Supplied passage:
COVID Line Graph June 19

This graph shows the daily new cases of COVID-19 as well as related deaths on Cape Cod since the first reported case in March.

New cases and hospitalizations from COVID-19 are on the rise on Cape Cod.

As of Friday, June 19, there have been a total of 1,508 people who have tested positive for the disease since the outbreak began, including six new cases from the day before. A total of 136 people have died from the disease on the Cape, including one person since Thursday.

Between the Cape's two hospitals there are 18 people hospitalized with the illness and three of those patients are in intensive care. Over the past seven days there have been an average of 14.3 patients being treated in county hospitals. Over the previous seven days, the average number of COVID-10 patients in the hospitals was 10.7 patients.

The past seven days has also seen an average of 4.9 patients in intensive care in the region's hospitals compared to an average of 2.7 patients in those units during the previous seven days.

Governor Charles D. Baker Jr. announced at a news conference on Friday that the second part of the second phase of reopening will begin on Monday, June 22.

The second step allows for close contact personal care services (for example nail salons, tattoo parlors, and massage therapy), indoor restaurant dining, and personal training to resume with limitations. Those limitations include table spacing requirements in restaurants and limiting the number of people allowed in a training facility to one customer at a time, two if they are from the same household.

Supplied material:

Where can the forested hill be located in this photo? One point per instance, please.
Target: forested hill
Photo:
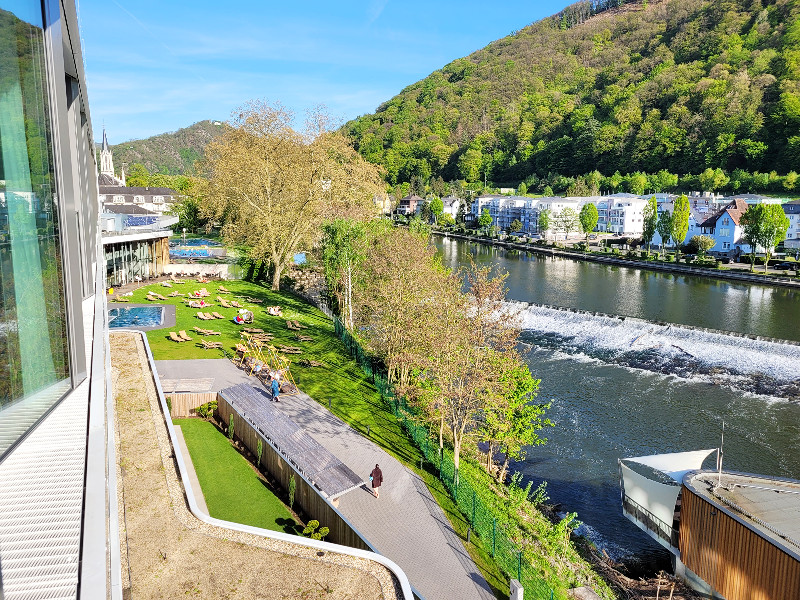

Questions to answer:
a) From the Cape Cod COVID update, list the examples the text gives of close contact personal care services.
b) Duplicate the part of the Cape Cod COVID update starting with "As of Friday, June" and going on through "previous seven days.".

Answers for this exercise:
a)
- nail salons
- tattoo parlors
- massage therapy

b)
As of Friday, June 19, there have been a total of 1,508 people who have tested positive for the disease since the outbreak began, including six new cases from the day before. A total of 136 people have died from the disease on the Cape, including one person since Thursday.

Between the Cape's two hospitals there are 18 people hospitalized with the illness and three of those patients are in intensive care. Over the past seven days there have been an average of 14.3 patients being treated in county hospitals. Over the previous seven days, the average number of COVID-10 patients in the hospitals was 10.7 patients.

The past seven days has also seen an average of 4.9 patients in intensive care in the region's hospitals compared to an average of 2.7 patients in those units during the previous seven days.